(Extract provided Opens)

The Murders of Molly Southbourne
- First edition cover
- Author: Tade Thompson
- Genre: Horror, Thriller
- Publisher: Tor.com
- Publication date: 3 October 2017
- Media type: Paperback
- Pages: 128
- ISBN: 978-0765397133
- Followed by: The Survival of Molly Southbourne

= The Murders of Molly Southbourne =

2017 horror novella by Tade Thompson

The Murders of Molly Southbourne is a 2017 horror novella by Nigerian-British writer Tade Thompson. The plot covers the life of Molly Southbourne, who is afflicted by a mysterious condition. Every time she bleeds, a doppelgänger will grow from her blood and attempt to kill her. The novella has two sequels: The Survival of Molly Southbourne (2019) and The Legacy of Molly Southbourne (2022).

==Plot==
A bruised and bloodied woman wakes chained to a wall, unable to remember her name or how she arrived in her situation. Her captor, a crazed woman named Molly Southbourne, tells her a story. Molly was raised in a secluded farm. Every time she bleeds, another molly appears. (The blood of other mollies, however, does not create more mollies). At first the mollies appear friendly, but in three days or less they will "turn bad" and try to murder her.

(Extract provided Closes)
(Data extract Opens)

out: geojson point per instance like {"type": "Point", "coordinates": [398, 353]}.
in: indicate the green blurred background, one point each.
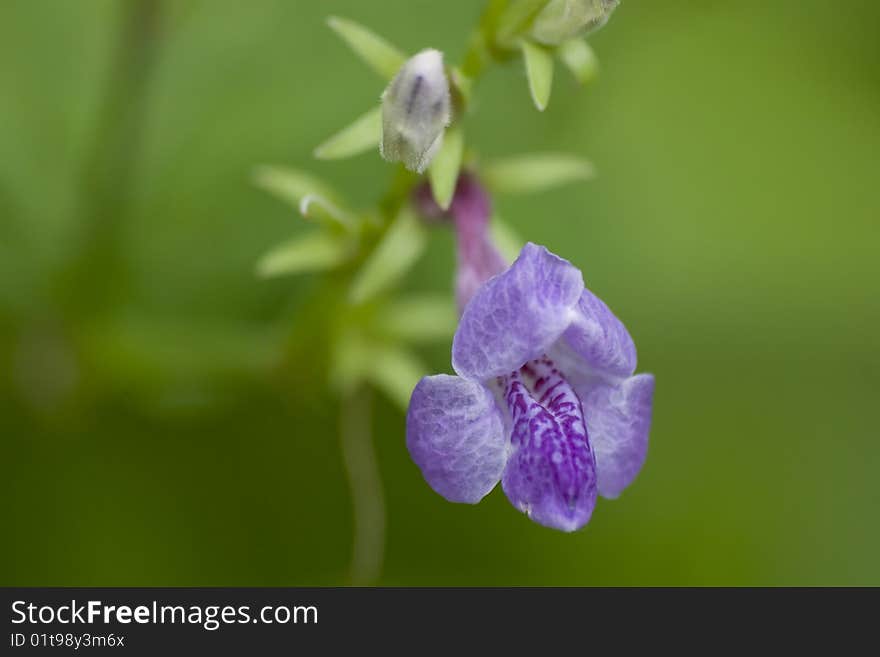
{"type": "Point", "coordinates": [149, 434]}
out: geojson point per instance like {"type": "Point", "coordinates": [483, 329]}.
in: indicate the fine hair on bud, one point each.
{"type": "Point", "coordinates": [416, 111]}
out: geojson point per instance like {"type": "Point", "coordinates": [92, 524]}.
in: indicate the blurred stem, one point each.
{"type": "Point", "coordinates": [98, 271]}
{"type": "Point", "coordinates": [362, 469]}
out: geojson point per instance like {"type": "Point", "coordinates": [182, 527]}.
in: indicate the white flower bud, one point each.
{"type": "Point", "coordinates": [561, 20]}
{"type": "Point", "coordinates": [416, 111]}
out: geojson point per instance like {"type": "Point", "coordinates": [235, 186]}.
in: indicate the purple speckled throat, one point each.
{"type": "Point", "coordinates": [546, 400]}
{"type": "Point", "coordinates": [551, 462]}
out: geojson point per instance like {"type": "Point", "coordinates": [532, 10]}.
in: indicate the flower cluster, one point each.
{"type": "Point", "coordinates": [545, 399]}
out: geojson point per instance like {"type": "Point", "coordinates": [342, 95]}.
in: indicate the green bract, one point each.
{"type": "Point", "coordinates": [561, 20]}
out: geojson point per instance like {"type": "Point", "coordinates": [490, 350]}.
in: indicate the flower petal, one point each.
{"type": "Point", "coordinates": [551, 474]}
{"type": "Point", "coordinates": [618, 420]}
{"type": "Point", "coordinates": [600, 340]}
{"type": "Point", "coordinates": [517, 315]}
{"type": "Point", "coordinates": [455, 434]}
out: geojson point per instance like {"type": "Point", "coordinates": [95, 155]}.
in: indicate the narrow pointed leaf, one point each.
{"type": "Point", "coordinates": [539, 70]}
{"type": "Point", "coordinates": [395, 371]}
{"type": "Point", "coordinates": [401, 246]}
{"type": "Point", "coordinates": [375, 51]}
{"type": "Point", "coordinates": [443, 172]}
{"type": "Point", "coordinates": [536, 172]}
{"type": "Point", "coordinates": [292, 185]}
{"type": "Point", "coordinates": [320, 209]}
{"type": "Point", "coordinates": [362, 135]}
{"type": "Point", "coordinates": [506, 239]}
{"type": "Point", "coordinates": [317, 251]}
{"type": "Point", "coordinates": [580, 59]}
{"type": "Point", "coordinates": [420, 318]}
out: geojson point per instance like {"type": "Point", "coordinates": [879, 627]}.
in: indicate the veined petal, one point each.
{"type": "Point", "coordinates": [516, 316]}
{"type": "Point", "coordinates": [551, 474]}
{"type": "Point", "coordinates": [618, 419]}
{"type": "Point", "coordinates": [455, 434]}
{"type": "Point", "coordinates": [600, 340]}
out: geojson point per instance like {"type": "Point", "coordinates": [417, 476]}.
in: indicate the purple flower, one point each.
{"type": "Point", "coordinates": [478, 258]}
{"type": "Point", "coordinates": [545, 399]}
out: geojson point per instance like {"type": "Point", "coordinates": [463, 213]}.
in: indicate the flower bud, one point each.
{"type": "Point", "coordinates": [416, 111]}
{"type": "Point", "coordinates": [561, 20]}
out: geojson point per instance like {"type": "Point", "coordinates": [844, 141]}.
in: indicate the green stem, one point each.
{"type": "Point", "coordinates": [98, 273]}
{"type": "Point", "coordinates": [368, 504]}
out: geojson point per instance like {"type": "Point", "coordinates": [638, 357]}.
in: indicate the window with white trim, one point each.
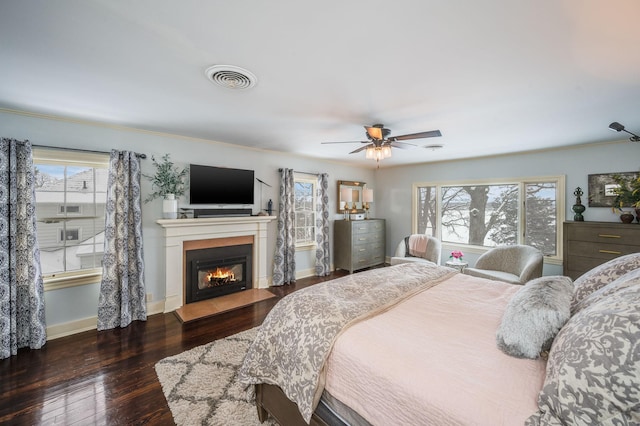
{"type": "Point", "coordinates": [490, 213]}
{"type": "Point", "coordinates": [70, 210]}
{"type": "Point", "coordinates": [305, 210]}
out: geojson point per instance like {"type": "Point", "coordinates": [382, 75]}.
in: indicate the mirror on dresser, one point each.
{"type": "Point", "coordinates": [350, 193]}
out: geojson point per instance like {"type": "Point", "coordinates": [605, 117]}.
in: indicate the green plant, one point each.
{"type": "Point", "coordinates": [627, 192]}
{"type": "Point", "coordinates": [167, 179]}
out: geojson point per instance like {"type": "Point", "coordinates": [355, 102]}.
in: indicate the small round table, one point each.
{"type": "Point", "coordinates": [457, 264]}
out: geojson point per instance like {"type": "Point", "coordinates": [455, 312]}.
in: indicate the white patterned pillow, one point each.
{"type": "Point", "coordinates": [602, 275]}
{"type": "Point", "coordinates": [593, 372]}
{"type": "Point", "coordinates": [534, 315]}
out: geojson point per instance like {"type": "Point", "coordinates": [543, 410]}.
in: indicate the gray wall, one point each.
{"type": "Point", "coordinates": [394, 184]}
{"type": "Point", "coordinates": [80, 303]}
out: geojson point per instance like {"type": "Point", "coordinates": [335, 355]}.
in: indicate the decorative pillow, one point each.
{"type": "Point", "coordinates": [534, 315]}
{"type": "Point", "coordinates": [602, 275]}
{"type": "Point", "coordinates": [629, 279]}
{"type": "Point", "coordinates": [593, 368]}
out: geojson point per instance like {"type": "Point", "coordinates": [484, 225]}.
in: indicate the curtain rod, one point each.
{"type": "Point", "coordinates": [306, 173]}
{"type": "Point", "coordinates": [143, 156]}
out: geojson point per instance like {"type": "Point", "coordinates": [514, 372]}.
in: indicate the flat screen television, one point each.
{"type": "Point", "coordinates": [220, 185]}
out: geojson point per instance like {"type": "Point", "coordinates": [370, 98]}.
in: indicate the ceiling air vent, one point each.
{"type": "Point", "coordinates": [231, 77]}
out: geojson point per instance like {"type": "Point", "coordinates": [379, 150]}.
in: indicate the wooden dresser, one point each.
{"type": "Point", "coordinates": [358, 244]}
{"type": "Point", "coordinates": [589, 244]}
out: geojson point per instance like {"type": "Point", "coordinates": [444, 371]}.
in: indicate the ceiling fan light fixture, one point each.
{"type": "Point", "coordinates": [617, 127]}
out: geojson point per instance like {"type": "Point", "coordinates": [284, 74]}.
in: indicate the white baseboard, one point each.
{"type": "Point", "coordinates": [73, 327]}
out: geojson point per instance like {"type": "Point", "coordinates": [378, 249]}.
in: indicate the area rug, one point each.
{"type": "Point", "coordinates": [200, 385]}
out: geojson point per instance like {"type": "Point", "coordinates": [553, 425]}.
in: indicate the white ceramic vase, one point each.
{"type": "Point", "coordinates": [170, 207]}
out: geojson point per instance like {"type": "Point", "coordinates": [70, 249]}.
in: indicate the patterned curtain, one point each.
{"type": "Point", "coordinates": [22, 322]}
{"type": "Point", "coordinates": [122, 290]}
{"type": "Point", "coordinates": [323, 264]}
{"type": "Point", "coordinates": [284, 263]}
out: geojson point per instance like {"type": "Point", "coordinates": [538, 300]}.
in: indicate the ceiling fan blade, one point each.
{"type": "Point", "coordinates": [325, 143]}
{"type": "Point", "coordinates": [402, 145]}
{"type": "Point", "coordinates": [362, 148]}
{"type": "Point", "coordinates": [374, 132]}
{"type": "Point", "coordinates": [421, 135]}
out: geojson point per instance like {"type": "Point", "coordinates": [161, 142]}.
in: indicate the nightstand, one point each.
{"type": "Point", "coordinates": [457, 264]}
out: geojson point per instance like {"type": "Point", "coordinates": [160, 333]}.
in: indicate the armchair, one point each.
{"type": "Point", "coordinates": [514, 264]}
{"type": "Point", "coordinates": [432, 253]}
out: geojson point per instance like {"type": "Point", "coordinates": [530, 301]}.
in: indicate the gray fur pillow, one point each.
{"type": "Point", "coordinates": [534, 315]}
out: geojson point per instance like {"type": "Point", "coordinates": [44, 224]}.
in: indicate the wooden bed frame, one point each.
{"type": "Point", "coordinates": [271, 400]}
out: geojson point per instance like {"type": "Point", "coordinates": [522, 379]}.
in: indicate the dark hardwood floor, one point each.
{"type": "Point", "coordinates": [108, 377]}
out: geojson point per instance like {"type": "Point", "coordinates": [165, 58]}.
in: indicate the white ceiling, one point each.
{"type": "Point", "coordinates": [495, 76]}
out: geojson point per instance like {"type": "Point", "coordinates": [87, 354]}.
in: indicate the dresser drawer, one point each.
{"type": "Point", "coordinates": [599, 250]}
{"type": "Point", "coordinates": [359, 244]}
{"type": "Point", "coordinates": [367, 226]}
{"type": "Point", "coordinates": [590, 244]}
{"type": "Point", "coordinates": [609, 235]}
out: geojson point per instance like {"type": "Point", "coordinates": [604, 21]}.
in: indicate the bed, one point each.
{"type": "Point", "coordinates": [425, 344]}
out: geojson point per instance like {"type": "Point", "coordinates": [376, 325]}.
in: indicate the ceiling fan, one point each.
{"type": "Point", "coordinates": [379, 143]}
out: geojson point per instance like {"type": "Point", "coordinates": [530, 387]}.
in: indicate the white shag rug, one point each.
{"type": "Point", "coordinates": [200, 385]}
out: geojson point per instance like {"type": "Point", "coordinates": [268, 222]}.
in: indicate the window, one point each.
{"type": "Point", "coordinates": [487, 214]}
{"type": "Point", "coordinates": [70, 209]}
{"type": "Point", "coordinates": [305, 208]}
{"type": "Point", "coordinates": [69, 234]}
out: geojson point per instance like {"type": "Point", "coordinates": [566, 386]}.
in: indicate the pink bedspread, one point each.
{"type": "Point", "coordinates": [433, 360]}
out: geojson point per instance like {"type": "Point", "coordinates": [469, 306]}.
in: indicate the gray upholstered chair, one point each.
{"type": "Point", "coordinates": [514, 264]}
{"type": "Point", "coordinates": [433, 254]}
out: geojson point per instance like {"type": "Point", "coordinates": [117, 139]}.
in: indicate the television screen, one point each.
{"type": "Point", "coordinates": [220, 185]}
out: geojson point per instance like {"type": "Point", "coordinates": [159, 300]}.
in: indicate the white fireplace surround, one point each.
{"type": "Point", "coordinates": [177, 231]}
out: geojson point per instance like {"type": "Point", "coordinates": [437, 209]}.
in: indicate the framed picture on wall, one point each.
{"type": "Point", "coordinates": [601, 188]}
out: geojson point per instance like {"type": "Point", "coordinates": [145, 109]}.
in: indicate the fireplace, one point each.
{"type": "Point", "coordinates": [217, 271]}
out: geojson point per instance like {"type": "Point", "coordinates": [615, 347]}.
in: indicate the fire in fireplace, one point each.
{"type": "Point", "coordinates": [213, 272]}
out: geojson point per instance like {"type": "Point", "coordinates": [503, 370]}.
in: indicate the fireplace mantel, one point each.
{"type": "Point", "coordinates": [177, 231]}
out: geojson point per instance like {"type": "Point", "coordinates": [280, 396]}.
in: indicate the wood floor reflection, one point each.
{"type": "Point", "coordinates": [107, 377]}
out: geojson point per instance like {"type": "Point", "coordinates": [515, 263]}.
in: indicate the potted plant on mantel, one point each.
{"type": "Point", "coordinates": [168, 184]}
{"type": "Point", "coordinates": [627, 195]}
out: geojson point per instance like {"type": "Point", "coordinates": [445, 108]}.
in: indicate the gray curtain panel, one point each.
{"type": "Point", "coordinates": [122, 290]}
{"type": "Point", "coordinates": [323, 263]}
{"type": "Point", "coordinates": [284, 263]}
{"type": "Point", "coordinates": [22, 322]}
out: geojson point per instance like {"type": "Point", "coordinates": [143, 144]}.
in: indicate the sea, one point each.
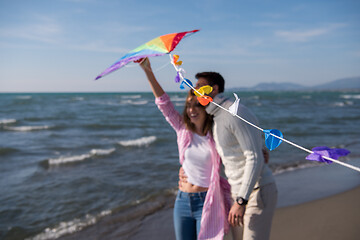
{"type": "Point", "coordinates": [70, 160]}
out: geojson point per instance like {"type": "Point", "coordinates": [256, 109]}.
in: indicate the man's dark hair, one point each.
{"type": "Point", "coordinates": [213, 78]}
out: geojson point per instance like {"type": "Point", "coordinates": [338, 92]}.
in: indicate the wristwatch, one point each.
{"type": "Point", "coordinates": [241, 201]}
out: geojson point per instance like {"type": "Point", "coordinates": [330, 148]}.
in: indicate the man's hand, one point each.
{"type": "Point", "coordinates": [182, 177]}
{"type": "Point", "coordinates": [266, 155]}
{"type": "Point", "coordinates": [236, 215]}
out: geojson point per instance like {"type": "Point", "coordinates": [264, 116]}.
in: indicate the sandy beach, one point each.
{"type": "Point", "coordinates": [313, 203]}
{"type": "Point", "coordinates": [333, 218]}
{"type": "Point", "coordinates": [315, 206]}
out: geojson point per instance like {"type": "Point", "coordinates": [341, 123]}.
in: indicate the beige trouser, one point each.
{"type": "Point", "coordinates": [258, 215]}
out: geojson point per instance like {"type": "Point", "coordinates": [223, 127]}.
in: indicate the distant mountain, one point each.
{"type": "Point", "coordinates": [345, 83]}
{"type": "Point", "coordinates": [340, 84]}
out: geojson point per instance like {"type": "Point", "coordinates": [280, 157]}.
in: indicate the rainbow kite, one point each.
{"type": "Point", "coordinates": [157, 47]}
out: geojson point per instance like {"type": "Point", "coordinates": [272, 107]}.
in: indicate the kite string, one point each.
{"type": "Point", "coordinates": [257, 127]}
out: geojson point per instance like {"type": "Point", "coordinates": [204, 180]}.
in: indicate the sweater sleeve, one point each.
{"type": "Point", "coordinates": [168, 110]}
{"type": "Point", "coordinates": [250, 143]}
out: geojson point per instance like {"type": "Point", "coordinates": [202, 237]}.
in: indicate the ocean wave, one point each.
{"type": "Point", "coordinates": [69, 227]}
{"type": "Point", "coordinates": [178, 99]}
{"type": "Point", "coordinates": [77, 158]}
{"type": "Point", "coordinates": [131, 96]}
{"type": "Point", "coordinates": [78, 98]}
{"type": "Point", "coordinates": [27, 128]}
{"type": "Point", "coordinates": [342, 104]}
{"type": "Point", "coordinates": [4, 151]}
{"type": "Point", "coordinates": [357, 96]}
{"type": "Point", "coordinates": [306, 97]}
{"type": "Point", "coordinates": [144, 141]}
{"type": "Point", "coordinates": [24, 97]}
{"type": "Point", "coordinates": [7, 121]}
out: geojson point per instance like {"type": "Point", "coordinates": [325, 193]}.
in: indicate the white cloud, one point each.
{"type": "Point", "coordinates": [43, 29]}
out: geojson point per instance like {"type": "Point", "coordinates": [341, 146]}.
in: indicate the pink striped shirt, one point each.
{"type": "Point", "coordinates": [217, 201]}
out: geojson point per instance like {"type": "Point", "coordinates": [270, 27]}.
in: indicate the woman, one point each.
{"type": "Point", "coordinates": [200, 211]}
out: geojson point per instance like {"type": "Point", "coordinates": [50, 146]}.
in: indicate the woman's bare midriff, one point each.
{"type": "Point", "coordinates": [191, 188]}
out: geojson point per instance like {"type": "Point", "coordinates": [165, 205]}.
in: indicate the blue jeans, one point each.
{"type": "Point", "coordinates": [187, 214]}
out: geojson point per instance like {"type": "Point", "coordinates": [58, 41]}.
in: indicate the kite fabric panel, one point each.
{"type": "Point", "coordinates": [157, 47]}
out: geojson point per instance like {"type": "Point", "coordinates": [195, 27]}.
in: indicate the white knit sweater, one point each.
{"type": "Point", "coordinates": [240, 148]}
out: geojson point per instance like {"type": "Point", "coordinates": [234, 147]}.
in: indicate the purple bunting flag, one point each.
{"type": "Point", "coordinates": [319, 152]}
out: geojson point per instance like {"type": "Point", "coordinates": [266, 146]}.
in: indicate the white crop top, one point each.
{"type": "Point", "coordinates": [197, 161]}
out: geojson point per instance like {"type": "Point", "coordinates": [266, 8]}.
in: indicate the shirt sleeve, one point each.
{"type": "Point", "coordinates": [172, 116]}
{"type": "Point", "coordinates": [250, 143]}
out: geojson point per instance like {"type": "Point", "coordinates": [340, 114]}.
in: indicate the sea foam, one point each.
{"type": "Point", "coordinates": [356, 96]}
{"type": "Point", "coordinates": [64, 228]}
{"type": "Point", "coordinates": [144, 141]}
{"type": "Point", "coordinates": [7, 121]}
{"type": "Point", "coordinates": [27, 128]}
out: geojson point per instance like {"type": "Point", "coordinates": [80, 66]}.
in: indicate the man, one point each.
{"type": "Point", "coordinates": [240, 148]}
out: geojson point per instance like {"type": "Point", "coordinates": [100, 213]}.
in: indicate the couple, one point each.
{"type": "Point", "coordinates": [204, 205]}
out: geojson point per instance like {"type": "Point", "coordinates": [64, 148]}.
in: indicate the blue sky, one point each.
{"type": "Point", "coordinates": [62, 45]}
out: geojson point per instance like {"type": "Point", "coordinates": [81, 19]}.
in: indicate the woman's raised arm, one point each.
{"type": "Point", "coordinates": [155, 86]}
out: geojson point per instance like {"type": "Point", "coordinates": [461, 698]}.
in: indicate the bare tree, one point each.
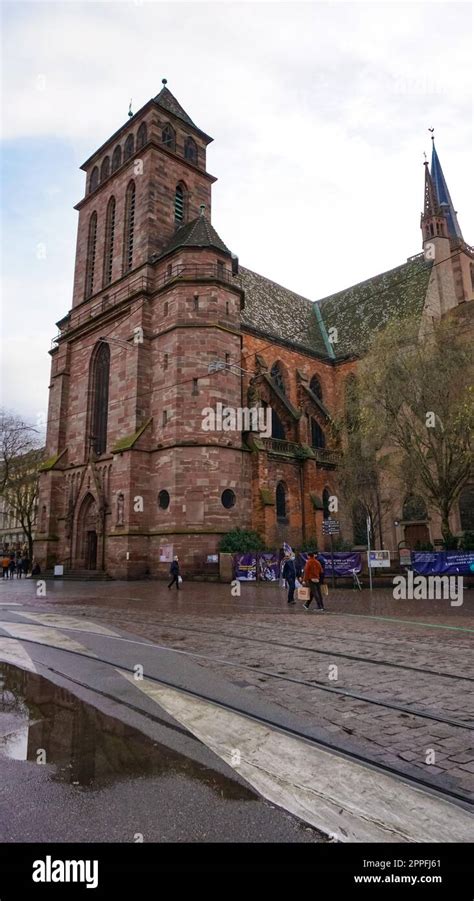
{"type": "Point", "coordinates": [417, 409]}
{"type": "Point", "coordinates": [20, 456]}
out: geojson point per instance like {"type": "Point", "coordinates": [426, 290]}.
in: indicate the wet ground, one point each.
{"type": "Point", "coordinates": [71, 773]}
{"type": "Point", "coordinates": [390, 680]}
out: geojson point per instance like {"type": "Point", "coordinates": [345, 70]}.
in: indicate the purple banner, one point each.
{"type": "Point", "coordinates": [245, 567]}
{"type": "Point", "coordinates": [442, 562]}
{"type": "Point", "coordinates": [344, 562]}
{"type": "Point", "coordinates": [269, 567]}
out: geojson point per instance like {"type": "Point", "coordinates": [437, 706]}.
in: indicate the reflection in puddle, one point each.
{"type": "Point", "coordinates": [43, 723]}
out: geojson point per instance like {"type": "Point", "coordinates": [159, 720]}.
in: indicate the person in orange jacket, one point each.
{"type": "Point", "coordinates": [312, 577]}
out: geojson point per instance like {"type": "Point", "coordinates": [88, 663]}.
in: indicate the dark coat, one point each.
{"type": "Point", "coordinates": [289, 571]}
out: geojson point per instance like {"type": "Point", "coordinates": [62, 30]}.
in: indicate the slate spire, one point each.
{"type": "Point", "coordinates": [443, 196]}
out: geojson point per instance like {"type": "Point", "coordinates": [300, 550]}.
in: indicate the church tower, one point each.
{"type": "Point", "coordinates": [443, 243]}
{"type": "Point", "coordinates": [131, 472]}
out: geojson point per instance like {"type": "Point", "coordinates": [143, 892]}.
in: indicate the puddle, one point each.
{"type": "Point", "coordinates": [41, 722]}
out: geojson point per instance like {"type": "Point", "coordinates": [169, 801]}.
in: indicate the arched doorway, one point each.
{"type": "Point", "coordinates": [86, 547]}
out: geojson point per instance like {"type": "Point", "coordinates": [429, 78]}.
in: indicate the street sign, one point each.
{"type": "Point", "coordinates": [379, 558]}
{"type": "Point", "coordinates": [330, 526]}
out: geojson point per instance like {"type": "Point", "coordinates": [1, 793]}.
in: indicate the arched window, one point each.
{"type": "Point", "coordinates": [141, 136]}
{"type": "Point", "coordinates": [281, 501]}
{"type": "Point", "coordinates": [105, 168]}
{"type": "Point", "coordinates": [94, 179]}
{"type": "Point", "coordinates": [315, 387]}
{"type": "Point", "coordinates": [317, 435]}
{"type": "Point", "coordinates": [326, 510]}
{"type": "Point", "coordinates": [359, 523]}
{"type": "Point", "coordinates": [352, 411]}
{"type": "Point", "coordinates": [116, 158]}
{"type": "Point", "coordinates": [129, 147]}
{"type": "Point", "coordinates": [129, 228]}
{"type": "Point", "coordinates": [163, 499]}
{"type": "Point", "coordinates": [100, 398]}
{"type": "Point", "coordinates": [179, 198]}
{"type": "Point", "coordinates": [168, 137]}
{"type": "Point", "coordinates": [190, 150]}
{"type": "Point", "coordinates": [109, 241]}
{"type": "Point", "coordinates": [414, 508]}
{"type": "Point", "coordinates": [466, 508]}
{"type": "Point", "coordinates": [276, 374]}
{"type": "Point", "coordinates": [91, 250]}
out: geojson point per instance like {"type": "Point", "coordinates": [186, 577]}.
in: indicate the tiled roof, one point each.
{"type": "Point", "coordinates": [274, 310]}
{"type": "Point", "coordinates": [360, 310]}
{"type": "Point", "coordinates": [167, 101]}
{"type": "Point", "coordinates": [198, 233]}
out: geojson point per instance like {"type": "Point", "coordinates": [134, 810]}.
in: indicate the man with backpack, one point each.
{"type": "Point", "coordinates": [174, 572]}
{"type": "Point", "coordinates": [289, 573]}
{"type": "Point", "coordinates": [312, 577]}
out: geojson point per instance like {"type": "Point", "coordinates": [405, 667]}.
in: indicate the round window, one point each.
{"type": "Point", "coordinates": [163, 500]}
{"type": "Point", "coordinates": [228, 498]}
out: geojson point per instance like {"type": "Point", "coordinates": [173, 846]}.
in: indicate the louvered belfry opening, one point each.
{"type": "Point", "coordinates": [100, 399]}
{"type": "Point", "coordinates": [129, 228]}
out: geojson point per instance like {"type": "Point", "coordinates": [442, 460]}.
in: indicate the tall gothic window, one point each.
{"type": "Point", "coordinates": [94, 179]}
{"type": "Point", "coordinates": [190, 150]}
{"type": "Point", "coordinates": [315, 387]}
{"type": "Point", "coordinates": [105, 168]}
{"type": "Point", "coordinates": [91, 250]}
{"type": "Point", "coordinates": [326, 510]}
{"type": "Point", "coordinates": [100, 398]}
{"type": "Point", "coordinates": [116, 158]}
{"type": "Point", "coordinates": [276, 374]}
{"type": "Point", "coordinates": [281, 501]}
{"type": "Point", "coordinates": [168, 137]}
{"type": "Point", "coordinates": [179, 204]}
{"type": "Point", "coordinates": [317, 435]}
{"type": "Point", "coordinates": [109, 241]}
{"type": "Point", "coordinates": [129, 147]}
{"type": "Point", "coordinates": [141, 136]}
{"type": "Point", "coordinates": [129, 228]}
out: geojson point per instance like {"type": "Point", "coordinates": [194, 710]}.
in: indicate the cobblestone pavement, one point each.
{"type": "Point", "coordinates": [413, 654]}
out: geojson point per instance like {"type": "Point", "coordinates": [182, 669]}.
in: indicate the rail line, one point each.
{"type": "Point", "coordinates": [460, 798]}
{"type": "Point", "coordinates": [315, 685]}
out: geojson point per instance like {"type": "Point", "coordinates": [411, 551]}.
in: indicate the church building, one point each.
{"type": "Point", "coordinates": [165, 324]}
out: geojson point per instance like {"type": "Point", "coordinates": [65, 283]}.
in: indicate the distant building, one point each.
{"type": "Point", "coordinates": [158, 299]}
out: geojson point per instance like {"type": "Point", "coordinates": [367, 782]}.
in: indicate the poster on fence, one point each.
{"type": "Point", "coordinates": [245, 567]}
{"type": "Point", "coordinates": [443, 562]}
{"type": "Point", "coordinates": [269, 566]}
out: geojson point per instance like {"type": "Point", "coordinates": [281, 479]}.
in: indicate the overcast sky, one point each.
{"type": "Point", "coordinates": [320, 115]}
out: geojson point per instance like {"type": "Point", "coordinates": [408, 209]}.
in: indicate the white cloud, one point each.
{"type": "Point", "coordinates": [319, 112]}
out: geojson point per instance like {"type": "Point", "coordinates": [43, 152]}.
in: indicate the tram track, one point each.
{"type": "Point", "coordinates": [447, 794]}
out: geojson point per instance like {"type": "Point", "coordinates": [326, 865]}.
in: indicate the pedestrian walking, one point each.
{"type": "Point", "coordinates": [174, 572]}
{"type": "Point", "coordinates": [5, 566]}
{"type": "Point", "coordinates": [289, 573]}
{"type": "Point", "coordinates": [312, 576]}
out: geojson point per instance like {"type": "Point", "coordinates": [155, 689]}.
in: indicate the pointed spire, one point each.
{"type": "Point", "coordinates": [431, 207]}
{"type": "Point", "coordinates": [443, 196]}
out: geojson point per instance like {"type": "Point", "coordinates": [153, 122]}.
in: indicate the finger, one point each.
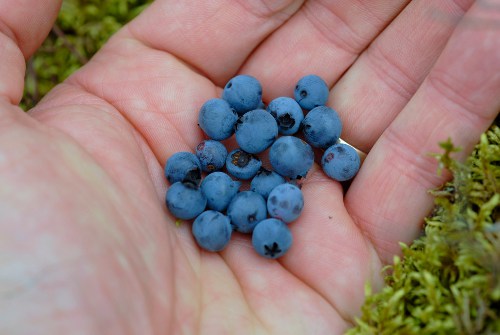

(Data extract Closes)

## Activities
1. According to the Molly Southbourne article, who published the novella?
2. In the Molly Southbourne article, replace "farm" with "ranch" in the passage between "2017 horror novella by Tade" and "to murder her.", inclusive, and write out the result.
3. List every book title in the Molly Southbourne series that the Molly Southbourne article names.
These records were drawn from a separate source.

## Expected outputs
1. Tor.com

2.
2017 horror novella by Tade Thompson

The Murders of Molly Southbourne is a 2017 horror novella by Nigerian-British writer Tade Thompson. The plot covers the life of Molly Southbourne, who is afflicted by a mysterious condition. Every time she bleeds, a doppelgänger will grow from her blood and attempt to kill her. The novella has two sequels: The Survival of Molly Southbourne (2019) and The Legacy of Molly Southbourne (2022).

==Plot==
A bruised and bloodied woman wakes chained to a wall, unable to remember her name or how she arrived in her situation. Her captor, a crazed woman named Molly Southbourne, tells her a story. Molly was raised in a secluded ranch. Every time she bleeds, another molly appears. (The blood of other mollies, however, does not create more mollies). At first the mollies appear friendly, but in three days or less they will "turn bad" and try to murder her.

3.
- The Murders of Molly Southbourne
- The Survival of Molly Southbourne
- The Legacy of Molly Southbourne